__Work task__
Please copy out the entries below exactly, beginning with the line that contains "Spot the drain" and ending with the line that contains "Spot the railing, then", and include nothing outside that span.
--- Records for processing Enclosed Below ---
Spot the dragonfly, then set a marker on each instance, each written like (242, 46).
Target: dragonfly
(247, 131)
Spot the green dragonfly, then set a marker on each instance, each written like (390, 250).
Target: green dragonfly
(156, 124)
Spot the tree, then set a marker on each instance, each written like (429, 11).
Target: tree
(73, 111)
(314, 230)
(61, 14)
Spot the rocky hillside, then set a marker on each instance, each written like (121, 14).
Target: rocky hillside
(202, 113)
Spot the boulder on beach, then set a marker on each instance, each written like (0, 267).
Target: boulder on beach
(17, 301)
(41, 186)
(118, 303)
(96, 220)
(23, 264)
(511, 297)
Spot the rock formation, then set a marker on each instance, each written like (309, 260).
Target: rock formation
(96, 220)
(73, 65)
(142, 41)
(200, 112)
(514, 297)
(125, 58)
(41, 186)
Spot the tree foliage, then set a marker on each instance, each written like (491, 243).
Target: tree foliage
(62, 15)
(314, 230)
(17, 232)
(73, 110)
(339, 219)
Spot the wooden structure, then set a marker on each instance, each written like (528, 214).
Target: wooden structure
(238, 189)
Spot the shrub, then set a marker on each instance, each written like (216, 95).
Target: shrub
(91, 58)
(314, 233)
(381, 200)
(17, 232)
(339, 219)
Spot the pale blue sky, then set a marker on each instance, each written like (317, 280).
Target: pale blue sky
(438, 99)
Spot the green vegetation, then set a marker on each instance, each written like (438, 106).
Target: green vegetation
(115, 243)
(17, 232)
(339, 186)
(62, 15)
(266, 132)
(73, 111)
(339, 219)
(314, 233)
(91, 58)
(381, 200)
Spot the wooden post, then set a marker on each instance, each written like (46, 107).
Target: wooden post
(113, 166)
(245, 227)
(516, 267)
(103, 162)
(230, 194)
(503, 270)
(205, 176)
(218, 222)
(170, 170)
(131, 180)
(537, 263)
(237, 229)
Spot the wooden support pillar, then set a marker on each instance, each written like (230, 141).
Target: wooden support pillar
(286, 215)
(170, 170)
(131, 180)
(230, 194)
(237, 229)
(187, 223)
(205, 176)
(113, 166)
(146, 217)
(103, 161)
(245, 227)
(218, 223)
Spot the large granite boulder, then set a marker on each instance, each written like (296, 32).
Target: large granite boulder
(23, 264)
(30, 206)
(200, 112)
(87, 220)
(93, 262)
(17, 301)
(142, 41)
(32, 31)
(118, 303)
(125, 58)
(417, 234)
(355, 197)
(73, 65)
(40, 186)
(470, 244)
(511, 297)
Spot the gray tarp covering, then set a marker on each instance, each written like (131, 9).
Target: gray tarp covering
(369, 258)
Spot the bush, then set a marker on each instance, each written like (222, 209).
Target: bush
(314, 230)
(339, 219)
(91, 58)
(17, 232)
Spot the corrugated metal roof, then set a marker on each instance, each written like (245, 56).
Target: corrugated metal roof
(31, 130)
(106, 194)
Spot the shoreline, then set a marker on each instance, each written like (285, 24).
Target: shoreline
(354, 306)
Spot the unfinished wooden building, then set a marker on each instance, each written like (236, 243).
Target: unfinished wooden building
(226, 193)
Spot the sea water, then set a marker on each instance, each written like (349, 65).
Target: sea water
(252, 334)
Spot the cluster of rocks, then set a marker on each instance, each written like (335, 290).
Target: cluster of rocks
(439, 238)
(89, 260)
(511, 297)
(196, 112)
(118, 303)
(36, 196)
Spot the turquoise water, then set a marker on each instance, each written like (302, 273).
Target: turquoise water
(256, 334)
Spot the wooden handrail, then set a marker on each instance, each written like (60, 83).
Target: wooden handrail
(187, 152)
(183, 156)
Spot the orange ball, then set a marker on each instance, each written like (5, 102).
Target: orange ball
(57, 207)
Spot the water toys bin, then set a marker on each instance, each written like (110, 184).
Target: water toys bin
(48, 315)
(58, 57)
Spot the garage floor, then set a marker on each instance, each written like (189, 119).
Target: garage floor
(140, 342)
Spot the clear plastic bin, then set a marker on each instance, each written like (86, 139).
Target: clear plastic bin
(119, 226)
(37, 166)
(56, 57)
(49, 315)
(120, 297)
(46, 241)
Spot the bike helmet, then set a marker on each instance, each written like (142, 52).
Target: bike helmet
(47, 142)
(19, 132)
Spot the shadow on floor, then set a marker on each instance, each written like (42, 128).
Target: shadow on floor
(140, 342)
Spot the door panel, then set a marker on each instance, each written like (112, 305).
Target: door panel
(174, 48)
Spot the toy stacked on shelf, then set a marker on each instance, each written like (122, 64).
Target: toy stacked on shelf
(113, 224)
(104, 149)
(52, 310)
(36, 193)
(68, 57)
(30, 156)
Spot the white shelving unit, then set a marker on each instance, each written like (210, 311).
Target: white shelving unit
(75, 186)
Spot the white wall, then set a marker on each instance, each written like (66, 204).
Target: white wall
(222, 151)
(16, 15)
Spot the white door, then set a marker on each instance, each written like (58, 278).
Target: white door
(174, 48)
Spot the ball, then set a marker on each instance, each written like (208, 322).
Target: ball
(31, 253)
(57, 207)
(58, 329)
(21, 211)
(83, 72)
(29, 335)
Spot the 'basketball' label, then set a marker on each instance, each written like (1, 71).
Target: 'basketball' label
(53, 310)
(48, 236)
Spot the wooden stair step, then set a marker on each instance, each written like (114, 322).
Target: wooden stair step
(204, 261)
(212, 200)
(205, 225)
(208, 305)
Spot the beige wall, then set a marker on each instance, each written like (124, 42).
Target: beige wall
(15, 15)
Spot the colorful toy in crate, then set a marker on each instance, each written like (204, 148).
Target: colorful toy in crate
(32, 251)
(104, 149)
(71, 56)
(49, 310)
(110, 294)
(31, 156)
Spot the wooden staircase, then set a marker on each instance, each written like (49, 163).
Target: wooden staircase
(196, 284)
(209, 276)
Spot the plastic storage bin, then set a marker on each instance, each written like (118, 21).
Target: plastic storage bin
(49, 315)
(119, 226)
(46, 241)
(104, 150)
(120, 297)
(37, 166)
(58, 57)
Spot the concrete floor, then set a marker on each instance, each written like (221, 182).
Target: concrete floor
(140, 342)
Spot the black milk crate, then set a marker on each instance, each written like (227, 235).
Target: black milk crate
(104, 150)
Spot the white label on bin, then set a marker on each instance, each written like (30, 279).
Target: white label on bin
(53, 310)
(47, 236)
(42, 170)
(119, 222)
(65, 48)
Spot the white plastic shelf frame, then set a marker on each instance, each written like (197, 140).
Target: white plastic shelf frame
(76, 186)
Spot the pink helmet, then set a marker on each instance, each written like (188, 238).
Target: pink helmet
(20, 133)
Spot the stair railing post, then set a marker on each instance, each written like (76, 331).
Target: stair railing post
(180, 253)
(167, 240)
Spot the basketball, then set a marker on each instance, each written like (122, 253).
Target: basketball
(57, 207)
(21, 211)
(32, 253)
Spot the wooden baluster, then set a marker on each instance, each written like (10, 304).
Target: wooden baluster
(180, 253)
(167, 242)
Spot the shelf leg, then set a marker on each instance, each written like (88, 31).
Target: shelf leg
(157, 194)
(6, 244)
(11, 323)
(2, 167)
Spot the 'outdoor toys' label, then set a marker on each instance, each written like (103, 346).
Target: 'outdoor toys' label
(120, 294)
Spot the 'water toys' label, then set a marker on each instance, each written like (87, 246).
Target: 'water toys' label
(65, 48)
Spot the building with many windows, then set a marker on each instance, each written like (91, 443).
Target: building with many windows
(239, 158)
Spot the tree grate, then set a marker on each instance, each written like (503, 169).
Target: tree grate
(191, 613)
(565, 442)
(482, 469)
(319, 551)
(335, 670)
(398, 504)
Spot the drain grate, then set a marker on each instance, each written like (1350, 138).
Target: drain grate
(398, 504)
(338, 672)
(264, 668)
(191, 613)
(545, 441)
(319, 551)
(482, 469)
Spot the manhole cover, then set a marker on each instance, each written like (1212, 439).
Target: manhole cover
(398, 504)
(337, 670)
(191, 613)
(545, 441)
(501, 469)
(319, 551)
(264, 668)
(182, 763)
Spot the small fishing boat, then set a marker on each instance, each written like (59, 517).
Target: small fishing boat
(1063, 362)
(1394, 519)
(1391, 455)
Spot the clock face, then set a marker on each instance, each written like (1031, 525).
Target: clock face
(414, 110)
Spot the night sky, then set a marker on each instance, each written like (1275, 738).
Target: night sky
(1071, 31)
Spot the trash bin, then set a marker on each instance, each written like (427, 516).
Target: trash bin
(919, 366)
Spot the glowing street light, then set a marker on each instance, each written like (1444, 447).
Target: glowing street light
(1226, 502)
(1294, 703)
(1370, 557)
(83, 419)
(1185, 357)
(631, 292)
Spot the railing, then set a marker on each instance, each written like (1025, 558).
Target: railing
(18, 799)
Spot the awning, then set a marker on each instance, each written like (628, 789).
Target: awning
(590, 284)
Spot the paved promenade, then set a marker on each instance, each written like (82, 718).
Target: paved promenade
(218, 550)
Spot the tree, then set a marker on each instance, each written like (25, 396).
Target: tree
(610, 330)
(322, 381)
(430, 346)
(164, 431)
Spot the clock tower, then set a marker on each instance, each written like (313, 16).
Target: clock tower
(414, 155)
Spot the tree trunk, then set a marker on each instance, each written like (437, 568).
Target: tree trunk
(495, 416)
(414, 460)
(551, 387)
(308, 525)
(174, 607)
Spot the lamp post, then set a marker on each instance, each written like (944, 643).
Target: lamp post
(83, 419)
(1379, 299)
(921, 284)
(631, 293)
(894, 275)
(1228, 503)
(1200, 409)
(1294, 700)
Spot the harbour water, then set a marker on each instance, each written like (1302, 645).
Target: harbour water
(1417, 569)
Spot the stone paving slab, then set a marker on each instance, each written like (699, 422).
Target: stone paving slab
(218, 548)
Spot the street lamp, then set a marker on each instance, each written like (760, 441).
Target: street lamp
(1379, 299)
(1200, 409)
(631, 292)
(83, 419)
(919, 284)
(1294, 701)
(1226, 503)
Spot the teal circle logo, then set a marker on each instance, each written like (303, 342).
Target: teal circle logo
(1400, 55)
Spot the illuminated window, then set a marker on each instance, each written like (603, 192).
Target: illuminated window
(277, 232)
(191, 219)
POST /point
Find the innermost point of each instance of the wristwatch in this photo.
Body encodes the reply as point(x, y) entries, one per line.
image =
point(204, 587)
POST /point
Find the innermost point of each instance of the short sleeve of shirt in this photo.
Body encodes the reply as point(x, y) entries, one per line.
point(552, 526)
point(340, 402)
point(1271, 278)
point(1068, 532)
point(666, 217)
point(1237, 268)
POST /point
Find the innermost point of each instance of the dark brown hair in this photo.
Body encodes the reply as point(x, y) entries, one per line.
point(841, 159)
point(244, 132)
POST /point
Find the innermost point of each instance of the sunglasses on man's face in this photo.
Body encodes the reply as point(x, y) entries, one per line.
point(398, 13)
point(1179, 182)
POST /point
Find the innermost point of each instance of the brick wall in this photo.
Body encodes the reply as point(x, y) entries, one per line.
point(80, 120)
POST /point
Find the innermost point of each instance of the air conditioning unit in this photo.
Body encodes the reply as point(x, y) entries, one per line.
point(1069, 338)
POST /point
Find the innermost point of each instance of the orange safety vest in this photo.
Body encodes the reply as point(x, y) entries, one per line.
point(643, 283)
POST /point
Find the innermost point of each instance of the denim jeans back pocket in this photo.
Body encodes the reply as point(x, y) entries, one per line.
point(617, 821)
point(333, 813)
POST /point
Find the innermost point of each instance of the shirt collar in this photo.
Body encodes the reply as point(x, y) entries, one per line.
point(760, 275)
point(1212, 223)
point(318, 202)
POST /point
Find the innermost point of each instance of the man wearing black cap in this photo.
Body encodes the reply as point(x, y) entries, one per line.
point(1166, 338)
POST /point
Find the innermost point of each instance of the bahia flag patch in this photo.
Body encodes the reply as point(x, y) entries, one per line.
--- End of Enclosed Records for processing ---
__Exercise result__
Spot the drain grate, then set a marker on each instance, each written like (1350, 138).
Target: drain grate
(398, 504)
(338, 672)
(264, 668)
(191, 613)
(545, 441)
(319, 551)
(482, 469)
Spot the manhole cover, then set a marker on each instance, each written like (1212, 439).
Target: manhole cover
(398, 504)
(337, 670)
(191, 613)
(545, 441)
(501, 469)
(319, 551)
(264, 668)
(182, 763)
Spot the small fishing boat, then set a marker on each instance, each written like (59, 517).
Target: small fishing boat
(1063, 362)
(1394, 519)
(1391, 455)
Spot the clock face, then set a marker on each instance, each written like (1031, 525).
Target: clock face
(414, 110)
Spot the night sky, then set a marker on each instance, each written like (1275, 738).
Target: night sky
(1071, 31)
Spot the trash bin, then set a marker on each instance, each written like (427, 516).
Target: trash bin
(919, 366)
Spot the glowing street light, then set a marker on each instance, each written like (1444, 447).
Target: glowing street light
(1226, 502)
(1294, 703)
(1370, 557)
(83, 419)
(1185, 357)
(631, 292)
Spot the railing, then set a marker on each instance, each written like (1025, 558).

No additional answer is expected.